Your task -
Copy word for word, please, the lines of the entries below running from the one containing "735L710 746L611 780L594" to the one containing "323L290 403L458 394L502", both ends included.

Records for the task -
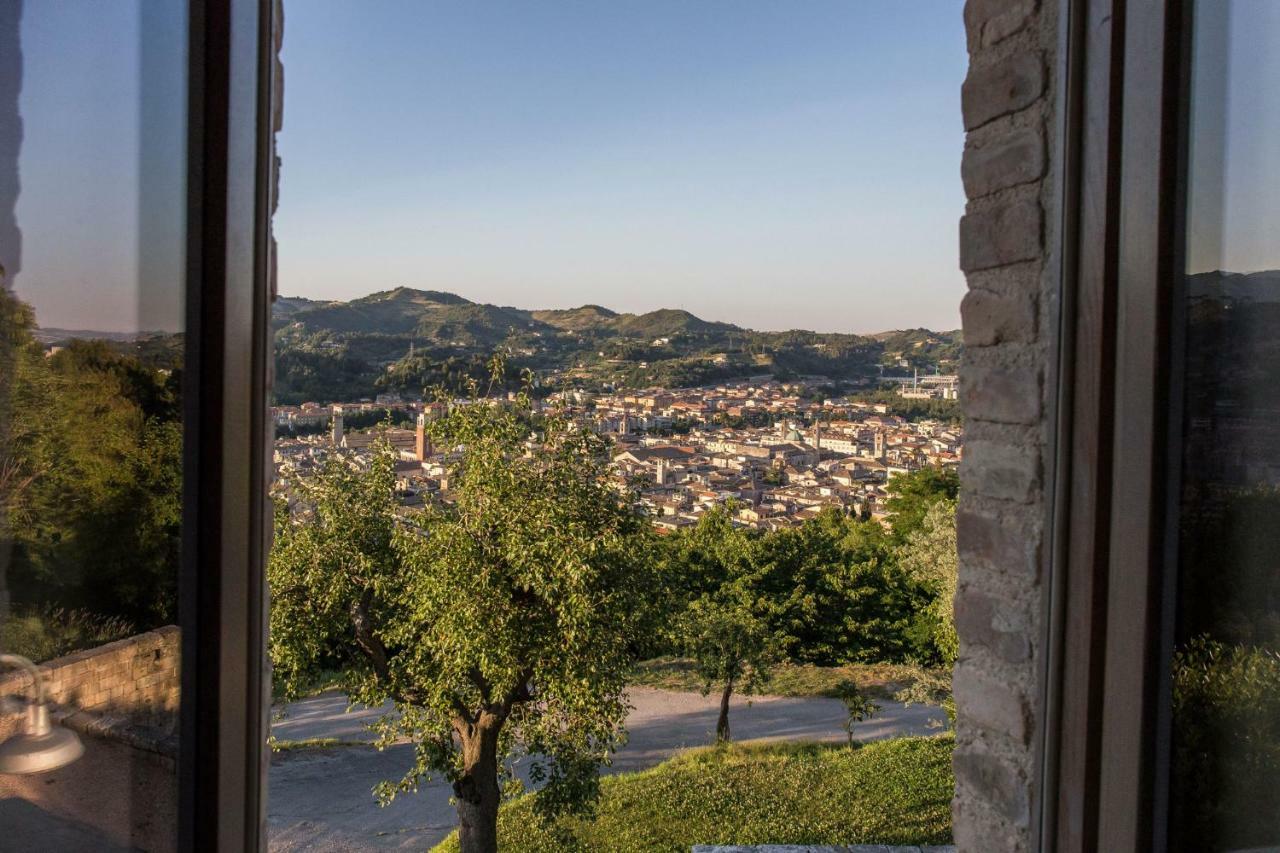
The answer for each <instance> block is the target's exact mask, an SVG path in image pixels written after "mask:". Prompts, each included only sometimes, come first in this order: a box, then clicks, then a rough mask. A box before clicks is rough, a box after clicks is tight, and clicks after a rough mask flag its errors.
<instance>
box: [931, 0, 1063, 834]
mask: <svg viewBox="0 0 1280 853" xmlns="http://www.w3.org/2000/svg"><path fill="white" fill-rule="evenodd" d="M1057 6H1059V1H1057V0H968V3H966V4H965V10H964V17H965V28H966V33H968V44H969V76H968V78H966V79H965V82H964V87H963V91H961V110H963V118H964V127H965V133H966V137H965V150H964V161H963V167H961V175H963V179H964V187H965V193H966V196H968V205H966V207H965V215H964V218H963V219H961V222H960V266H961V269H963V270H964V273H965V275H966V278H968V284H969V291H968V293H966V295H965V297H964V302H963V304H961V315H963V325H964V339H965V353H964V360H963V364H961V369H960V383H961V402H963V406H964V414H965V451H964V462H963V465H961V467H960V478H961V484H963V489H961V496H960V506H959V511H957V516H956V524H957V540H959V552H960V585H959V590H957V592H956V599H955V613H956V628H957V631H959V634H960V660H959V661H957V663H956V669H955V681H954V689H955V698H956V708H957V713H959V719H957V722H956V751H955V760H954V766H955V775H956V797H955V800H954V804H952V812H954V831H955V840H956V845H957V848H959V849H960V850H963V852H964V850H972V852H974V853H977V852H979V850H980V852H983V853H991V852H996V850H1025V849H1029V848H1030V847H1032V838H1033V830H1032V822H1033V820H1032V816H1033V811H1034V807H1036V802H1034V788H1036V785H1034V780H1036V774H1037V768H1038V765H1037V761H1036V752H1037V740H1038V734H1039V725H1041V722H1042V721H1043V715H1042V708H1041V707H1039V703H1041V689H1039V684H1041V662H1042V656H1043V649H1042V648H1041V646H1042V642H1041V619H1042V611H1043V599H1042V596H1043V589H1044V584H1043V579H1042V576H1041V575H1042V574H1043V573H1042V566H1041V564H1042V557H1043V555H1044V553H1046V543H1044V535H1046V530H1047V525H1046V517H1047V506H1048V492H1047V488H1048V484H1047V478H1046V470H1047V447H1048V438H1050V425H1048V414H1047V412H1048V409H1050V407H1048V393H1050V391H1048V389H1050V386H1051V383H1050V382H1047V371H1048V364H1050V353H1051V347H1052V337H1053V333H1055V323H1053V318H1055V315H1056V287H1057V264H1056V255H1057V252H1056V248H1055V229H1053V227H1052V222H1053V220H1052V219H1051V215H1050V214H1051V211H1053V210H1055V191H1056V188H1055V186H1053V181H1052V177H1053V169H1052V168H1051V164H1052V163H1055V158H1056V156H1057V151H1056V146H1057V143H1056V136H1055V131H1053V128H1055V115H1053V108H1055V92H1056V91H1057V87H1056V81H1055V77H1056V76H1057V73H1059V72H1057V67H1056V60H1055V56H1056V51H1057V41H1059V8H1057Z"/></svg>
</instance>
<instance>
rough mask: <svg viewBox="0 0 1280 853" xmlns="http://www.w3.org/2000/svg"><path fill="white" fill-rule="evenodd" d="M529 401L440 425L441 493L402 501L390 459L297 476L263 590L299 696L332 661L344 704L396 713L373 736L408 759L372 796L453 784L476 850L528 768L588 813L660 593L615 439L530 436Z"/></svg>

--

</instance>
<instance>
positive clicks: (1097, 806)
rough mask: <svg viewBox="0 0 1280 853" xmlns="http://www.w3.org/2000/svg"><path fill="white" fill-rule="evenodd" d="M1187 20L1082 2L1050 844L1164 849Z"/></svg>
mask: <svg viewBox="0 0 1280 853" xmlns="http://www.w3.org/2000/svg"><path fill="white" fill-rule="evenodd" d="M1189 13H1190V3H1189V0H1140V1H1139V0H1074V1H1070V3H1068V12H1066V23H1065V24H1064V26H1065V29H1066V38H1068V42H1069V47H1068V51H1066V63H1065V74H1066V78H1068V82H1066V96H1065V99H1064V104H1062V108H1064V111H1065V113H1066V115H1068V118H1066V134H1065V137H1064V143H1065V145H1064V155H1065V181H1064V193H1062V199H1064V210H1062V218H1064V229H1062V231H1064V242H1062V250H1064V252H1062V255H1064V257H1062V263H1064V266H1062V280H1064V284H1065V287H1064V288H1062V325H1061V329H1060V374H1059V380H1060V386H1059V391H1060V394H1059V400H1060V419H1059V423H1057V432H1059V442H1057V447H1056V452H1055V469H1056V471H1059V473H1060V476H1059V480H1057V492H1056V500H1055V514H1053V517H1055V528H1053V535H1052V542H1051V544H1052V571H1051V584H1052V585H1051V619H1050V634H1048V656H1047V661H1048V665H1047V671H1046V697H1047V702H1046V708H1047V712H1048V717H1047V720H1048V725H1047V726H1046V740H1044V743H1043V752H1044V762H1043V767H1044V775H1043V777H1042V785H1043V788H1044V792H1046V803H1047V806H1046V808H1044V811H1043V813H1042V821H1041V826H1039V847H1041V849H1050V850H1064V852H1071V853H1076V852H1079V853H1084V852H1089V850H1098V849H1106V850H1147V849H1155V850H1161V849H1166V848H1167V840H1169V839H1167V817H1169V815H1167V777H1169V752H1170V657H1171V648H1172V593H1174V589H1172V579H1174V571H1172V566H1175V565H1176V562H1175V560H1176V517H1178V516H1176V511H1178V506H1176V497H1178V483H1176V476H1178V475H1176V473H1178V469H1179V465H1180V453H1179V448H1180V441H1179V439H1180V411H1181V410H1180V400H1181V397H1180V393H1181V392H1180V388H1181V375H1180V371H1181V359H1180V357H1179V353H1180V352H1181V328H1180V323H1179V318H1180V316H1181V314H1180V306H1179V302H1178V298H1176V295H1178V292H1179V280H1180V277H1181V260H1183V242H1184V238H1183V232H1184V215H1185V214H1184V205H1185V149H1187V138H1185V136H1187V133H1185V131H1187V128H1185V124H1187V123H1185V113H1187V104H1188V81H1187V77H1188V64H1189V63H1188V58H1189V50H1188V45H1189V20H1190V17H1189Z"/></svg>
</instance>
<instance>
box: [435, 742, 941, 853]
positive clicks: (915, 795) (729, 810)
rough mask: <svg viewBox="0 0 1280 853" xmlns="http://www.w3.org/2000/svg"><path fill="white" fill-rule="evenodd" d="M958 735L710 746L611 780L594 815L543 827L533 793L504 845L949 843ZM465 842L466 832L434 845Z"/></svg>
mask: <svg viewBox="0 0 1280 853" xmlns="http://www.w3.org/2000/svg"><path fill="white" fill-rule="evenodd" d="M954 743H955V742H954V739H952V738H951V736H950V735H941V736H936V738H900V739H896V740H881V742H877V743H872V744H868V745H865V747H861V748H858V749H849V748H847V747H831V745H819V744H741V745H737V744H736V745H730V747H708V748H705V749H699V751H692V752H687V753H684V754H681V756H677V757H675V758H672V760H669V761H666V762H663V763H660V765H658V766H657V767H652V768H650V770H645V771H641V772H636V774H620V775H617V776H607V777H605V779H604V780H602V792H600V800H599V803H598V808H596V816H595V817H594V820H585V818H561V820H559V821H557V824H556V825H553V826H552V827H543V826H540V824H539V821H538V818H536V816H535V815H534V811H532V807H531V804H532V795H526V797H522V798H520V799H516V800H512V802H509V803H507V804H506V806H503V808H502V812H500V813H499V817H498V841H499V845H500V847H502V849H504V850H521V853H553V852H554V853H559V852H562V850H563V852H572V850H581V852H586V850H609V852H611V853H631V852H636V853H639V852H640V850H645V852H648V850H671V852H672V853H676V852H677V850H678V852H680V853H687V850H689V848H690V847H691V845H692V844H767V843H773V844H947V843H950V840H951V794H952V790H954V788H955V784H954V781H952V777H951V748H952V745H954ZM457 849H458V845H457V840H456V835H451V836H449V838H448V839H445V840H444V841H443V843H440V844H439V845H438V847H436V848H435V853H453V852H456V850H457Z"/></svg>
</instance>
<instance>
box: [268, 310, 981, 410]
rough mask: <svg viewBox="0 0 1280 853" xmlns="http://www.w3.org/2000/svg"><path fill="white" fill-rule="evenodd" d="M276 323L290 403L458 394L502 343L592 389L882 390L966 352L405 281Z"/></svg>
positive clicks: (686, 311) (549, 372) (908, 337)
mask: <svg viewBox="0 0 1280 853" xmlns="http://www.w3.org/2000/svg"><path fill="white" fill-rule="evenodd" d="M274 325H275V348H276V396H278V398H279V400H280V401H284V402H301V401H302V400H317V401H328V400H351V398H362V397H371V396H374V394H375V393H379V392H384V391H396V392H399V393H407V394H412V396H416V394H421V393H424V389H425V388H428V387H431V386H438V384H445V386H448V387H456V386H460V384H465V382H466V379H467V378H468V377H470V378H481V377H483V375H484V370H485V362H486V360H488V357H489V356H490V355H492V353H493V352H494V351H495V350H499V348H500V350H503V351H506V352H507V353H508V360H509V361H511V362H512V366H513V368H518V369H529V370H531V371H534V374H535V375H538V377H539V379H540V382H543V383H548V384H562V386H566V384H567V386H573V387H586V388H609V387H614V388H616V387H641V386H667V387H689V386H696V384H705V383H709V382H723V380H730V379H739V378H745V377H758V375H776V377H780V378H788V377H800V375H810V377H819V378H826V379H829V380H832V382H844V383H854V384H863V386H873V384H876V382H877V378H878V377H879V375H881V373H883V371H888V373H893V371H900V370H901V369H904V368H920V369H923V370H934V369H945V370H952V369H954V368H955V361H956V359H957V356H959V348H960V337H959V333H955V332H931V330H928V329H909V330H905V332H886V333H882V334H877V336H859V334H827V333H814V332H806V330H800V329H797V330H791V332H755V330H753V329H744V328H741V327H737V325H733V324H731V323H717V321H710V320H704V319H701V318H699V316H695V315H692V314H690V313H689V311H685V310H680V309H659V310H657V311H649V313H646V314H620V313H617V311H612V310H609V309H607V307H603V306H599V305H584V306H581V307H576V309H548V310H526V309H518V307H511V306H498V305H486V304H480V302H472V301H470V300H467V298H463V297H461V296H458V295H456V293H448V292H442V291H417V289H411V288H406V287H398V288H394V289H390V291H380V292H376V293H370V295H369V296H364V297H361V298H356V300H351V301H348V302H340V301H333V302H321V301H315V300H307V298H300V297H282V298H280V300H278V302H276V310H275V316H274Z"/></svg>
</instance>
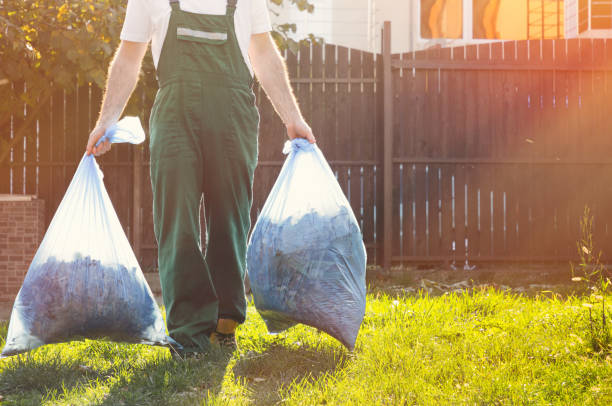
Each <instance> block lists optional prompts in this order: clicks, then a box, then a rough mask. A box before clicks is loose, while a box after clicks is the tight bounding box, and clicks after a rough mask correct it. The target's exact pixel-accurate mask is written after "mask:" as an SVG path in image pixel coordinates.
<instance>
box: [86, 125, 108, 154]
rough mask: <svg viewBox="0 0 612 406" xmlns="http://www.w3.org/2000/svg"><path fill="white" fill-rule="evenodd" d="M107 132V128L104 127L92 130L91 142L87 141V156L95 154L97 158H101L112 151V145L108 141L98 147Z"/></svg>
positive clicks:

Solved problem -
rough mask: <svg viewBox="0 0 1280 853" xmlns="http://www.w3.org/2000/svg"><path fill="white" fill-rule="evenodd" d="M958 735L710 746L611 780L594 815L543 827L533 793L504 845L949 843ZM465 842L466 832L434 845Z"/></svg>
mask: <svg viewBox="0 0 1280 853" xmlns="http://www.w3.org/2000/svg"><path fill="white" fill-rule="evenodd" d="M954 743H955V742H954V739H952V738H951V736H950V735H941V736H936V738H900V739H896V740H881V742H877V743H872V744H868V745H865V747H861V748H858V749H849V748H847V747H831V745H819V744H741V745H737V744H736V745H730V747H708V748H705V749H699V751H692V752H687V753H684V754H681V756H677V757H675V758H672V760H669V761H666V762H663V763H660V765H658V766H657V767H652V768H650V770H645V771H641V772H636V774H620V775H617V776H607V777H605V779H604V780H602V792H600V800H599V803H598V808H596V816H595V817H594V820H585V818H561V820H559V821H557V824H556V825H553V826H552V827H543V826H540V824H539V821H538V818H536V816H535V815H534V811H532V807H531V804H532V795H526V797H522V798H520V799H516V800H512V802H509V803H507V804H506V806H503V808H502V812H500V813H499V817H498V841H499V845H500V847H502V849H504V850H521V853H553V852H554V853H559V852H562V850H563V852H572V850H581V852H586V850H609V852H611V853H631V852H636V853H639V852H640V850H645V852H648V850H671V852H672V853H676V852H677V850H678V852H680V853H687V850H689V848H690V847H691V845H692V844H767V843H773V844H947V843H950V840H951V794H952V790H954V788H955V784H954V781H952V777H951V748H952V745H954ZM457 849H458V845H457V840H456V835H451V836H449V838H448V839H445V840H444V841H443V843H440V844H439V845H438V847H436V848H435V853H453V852H456V850H457Z"/></svg>
</instance>
<instance>
box: [268, 310, 981, 410]
rough mask: <svg viewBox="0 0 1280 853" xmlns="http://www.w3.org/2000/svg"><path fill="white" fill-rule="evenodd" d="M276 323L290 403L458 394L502 343L592 389L882 390L966 352L405 281Z"/></svg>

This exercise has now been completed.